--- AVAILABLE DATA ---

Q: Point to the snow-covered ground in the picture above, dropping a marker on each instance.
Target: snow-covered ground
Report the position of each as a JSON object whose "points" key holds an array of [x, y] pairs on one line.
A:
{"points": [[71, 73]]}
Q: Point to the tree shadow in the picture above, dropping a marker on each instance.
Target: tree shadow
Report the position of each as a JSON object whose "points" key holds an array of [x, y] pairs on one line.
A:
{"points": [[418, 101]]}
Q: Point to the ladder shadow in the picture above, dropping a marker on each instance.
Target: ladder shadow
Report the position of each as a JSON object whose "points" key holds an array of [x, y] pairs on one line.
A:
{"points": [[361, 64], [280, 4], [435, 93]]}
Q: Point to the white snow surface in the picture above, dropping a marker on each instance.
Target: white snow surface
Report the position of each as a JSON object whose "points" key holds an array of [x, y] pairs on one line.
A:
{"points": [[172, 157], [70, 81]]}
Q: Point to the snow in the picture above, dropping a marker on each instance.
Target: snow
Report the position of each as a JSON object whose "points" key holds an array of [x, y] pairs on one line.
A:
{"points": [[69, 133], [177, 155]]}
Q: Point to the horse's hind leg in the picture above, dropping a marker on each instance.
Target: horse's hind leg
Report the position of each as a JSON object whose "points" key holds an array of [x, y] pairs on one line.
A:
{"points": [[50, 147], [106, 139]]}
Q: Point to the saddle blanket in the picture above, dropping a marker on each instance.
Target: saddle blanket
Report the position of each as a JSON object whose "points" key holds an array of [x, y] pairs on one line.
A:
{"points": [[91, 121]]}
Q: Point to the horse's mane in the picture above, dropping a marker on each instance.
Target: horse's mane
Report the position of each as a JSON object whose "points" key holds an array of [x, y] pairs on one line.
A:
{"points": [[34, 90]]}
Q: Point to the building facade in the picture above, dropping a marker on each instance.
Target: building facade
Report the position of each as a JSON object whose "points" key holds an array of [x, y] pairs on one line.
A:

---

ASSIGNED TASK: Work through the records above. Copy every line with the string "covered".

EXERCISE SOLUTION:
Q: Point to the snow-covered ground in the picture above, dropping a marker on each instance.
Target: snow-covered ground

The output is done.